Task requirements - Set the records down again, exactly, without their images.

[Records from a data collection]
+++

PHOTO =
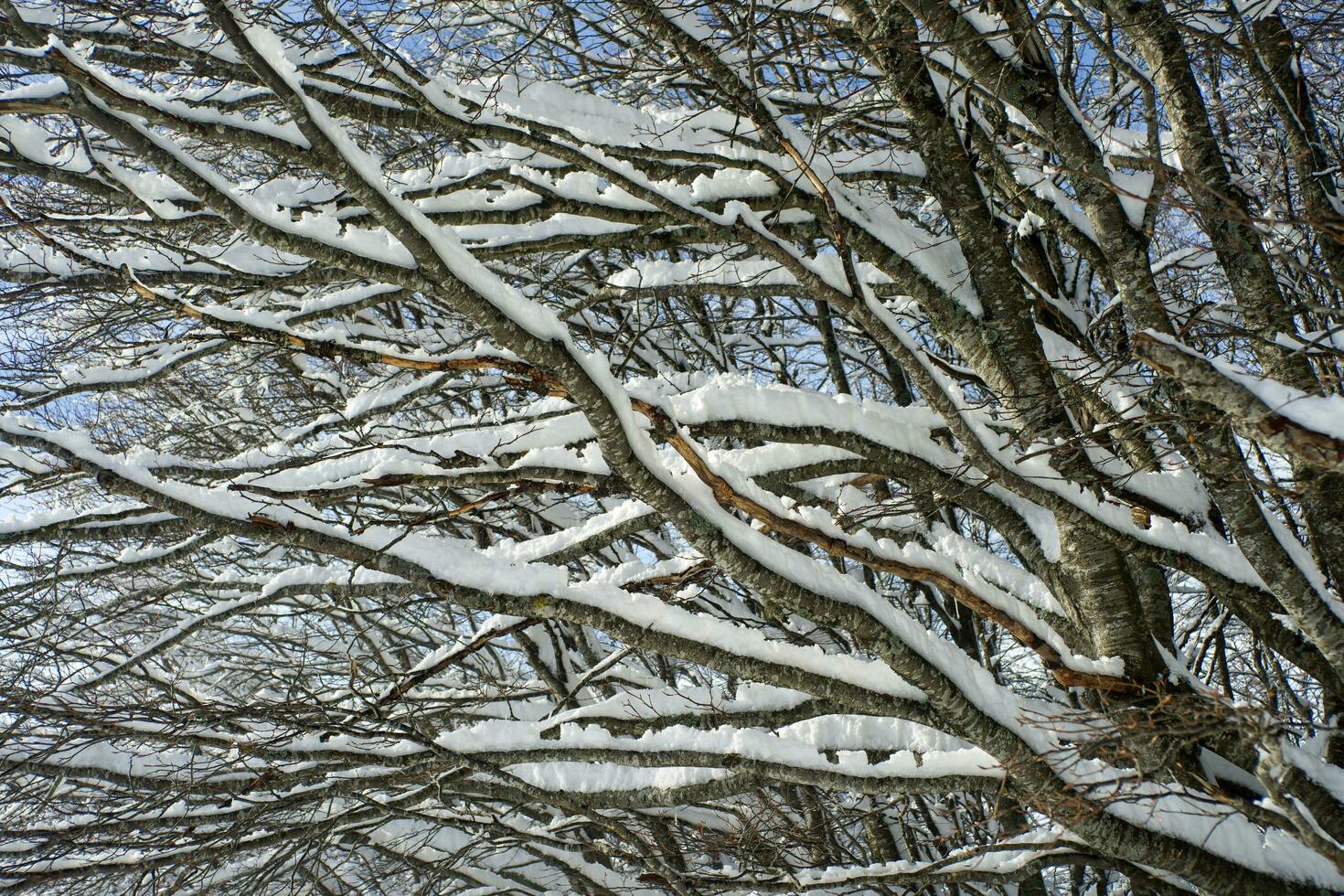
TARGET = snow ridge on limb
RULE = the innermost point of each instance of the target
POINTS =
(661, 448)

+++

Answer space -
PHOTO =
TARGET = snow ridge on limb
RULE = the innermost point of each instance of the target
POINTS =
(661, 448)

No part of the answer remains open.